* [Requirement] Below are several records. Retype exactly those lines running from the one with "indicate the white paper" through the one with "indicate the stone block, a", end lines included, and no others.

* [Exercise data]

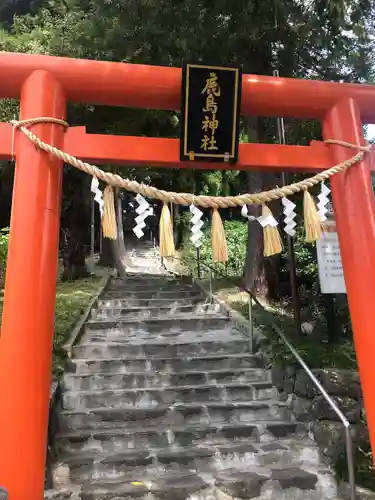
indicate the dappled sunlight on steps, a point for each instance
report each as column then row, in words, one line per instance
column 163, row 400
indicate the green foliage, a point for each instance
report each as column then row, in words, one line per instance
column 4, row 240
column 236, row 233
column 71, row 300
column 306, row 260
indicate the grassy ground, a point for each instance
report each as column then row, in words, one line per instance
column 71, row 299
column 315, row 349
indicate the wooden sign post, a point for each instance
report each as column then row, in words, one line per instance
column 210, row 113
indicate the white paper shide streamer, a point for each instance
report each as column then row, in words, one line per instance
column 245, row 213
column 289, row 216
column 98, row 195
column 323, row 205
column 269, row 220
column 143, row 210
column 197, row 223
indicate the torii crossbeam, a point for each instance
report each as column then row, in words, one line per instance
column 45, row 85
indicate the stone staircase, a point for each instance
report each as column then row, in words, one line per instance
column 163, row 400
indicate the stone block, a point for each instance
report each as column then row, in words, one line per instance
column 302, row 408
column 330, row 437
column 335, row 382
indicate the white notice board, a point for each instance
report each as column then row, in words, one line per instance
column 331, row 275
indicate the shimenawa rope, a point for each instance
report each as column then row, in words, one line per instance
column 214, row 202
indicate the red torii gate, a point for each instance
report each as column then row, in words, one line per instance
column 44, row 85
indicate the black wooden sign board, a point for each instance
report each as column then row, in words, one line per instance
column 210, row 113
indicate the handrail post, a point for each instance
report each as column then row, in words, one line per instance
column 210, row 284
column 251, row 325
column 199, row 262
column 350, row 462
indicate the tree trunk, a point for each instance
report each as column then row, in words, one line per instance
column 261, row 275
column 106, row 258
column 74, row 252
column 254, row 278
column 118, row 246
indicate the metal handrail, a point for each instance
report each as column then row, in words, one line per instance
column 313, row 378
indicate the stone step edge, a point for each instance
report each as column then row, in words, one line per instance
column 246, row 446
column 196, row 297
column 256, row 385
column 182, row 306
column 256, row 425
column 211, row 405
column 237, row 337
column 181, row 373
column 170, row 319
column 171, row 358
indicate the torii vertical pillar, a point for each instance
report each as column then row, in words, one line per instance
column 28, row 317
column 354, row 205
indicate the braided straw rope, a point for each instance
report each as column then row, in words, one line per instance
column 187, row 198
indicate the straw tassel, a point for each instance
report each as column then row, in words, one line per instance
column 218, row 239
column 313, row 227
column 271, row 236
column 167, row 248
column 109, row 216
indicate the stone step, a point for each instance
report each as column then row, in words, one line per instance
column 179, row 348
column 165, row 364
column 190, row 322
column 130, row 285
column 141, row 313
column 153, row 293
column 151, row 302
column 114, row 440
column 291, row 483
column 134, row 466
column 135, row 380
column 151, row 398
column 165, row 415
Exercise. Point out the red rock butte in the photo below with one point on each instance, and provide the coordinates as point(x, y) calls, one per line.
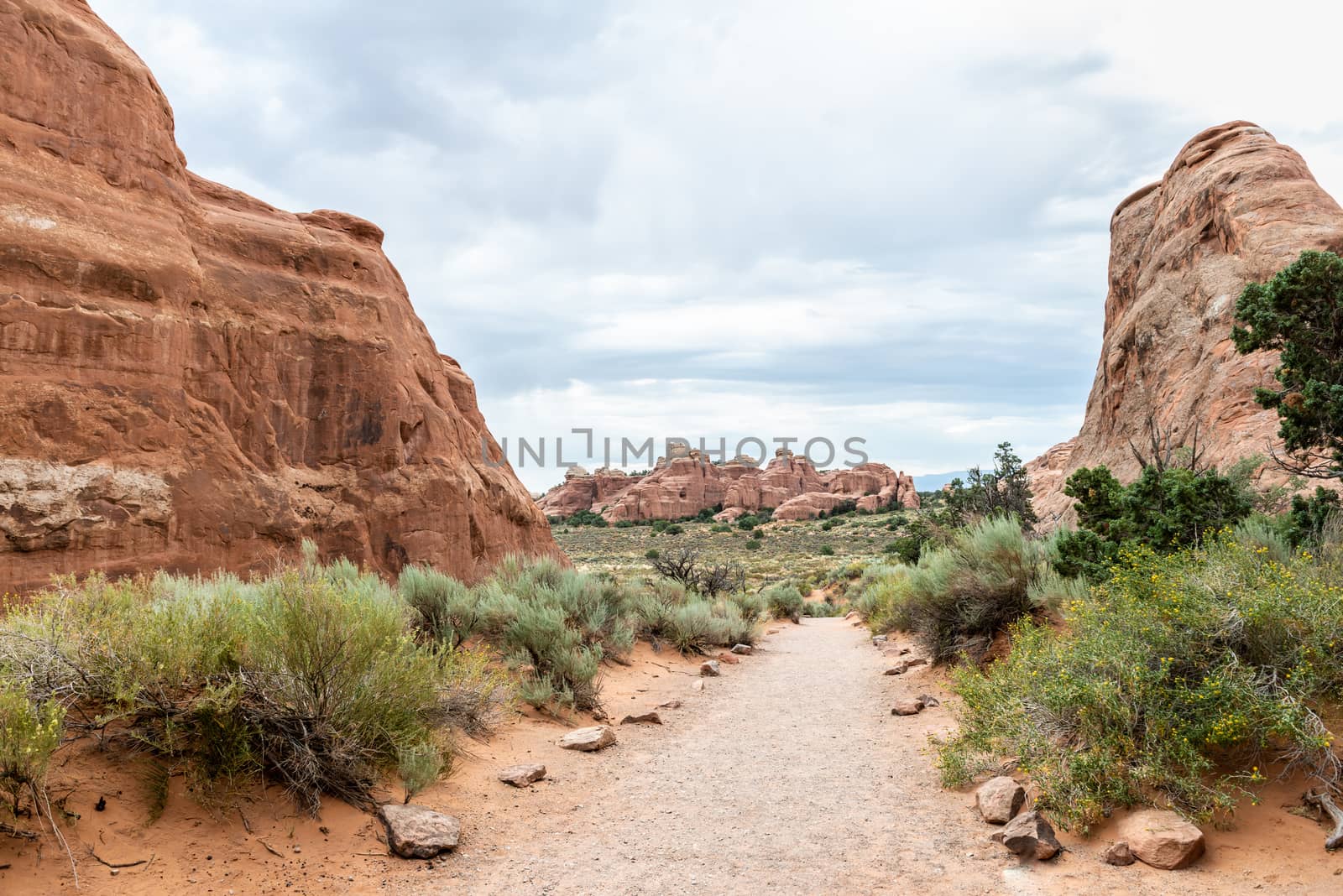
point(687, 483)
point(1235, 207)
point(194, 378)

* [Task output]
indicate the white paper shide streamer, a point for each instance
report each as column then row, in words, one line per instance
column 245, row 213
column 289, row 216
column 98, row 195
column 323, row 205
column 269, row 220
column 143, row 210
column 197, row 223
indicate the torii crossbeam, a point for each instance
report each as column then row, in words, one line per instance
column 45, row 85
indicate the stone staircase, a point for each instance
report each as column then row, in words, one line per instance
column 163, row 400
indicate the stone block, a point for each instance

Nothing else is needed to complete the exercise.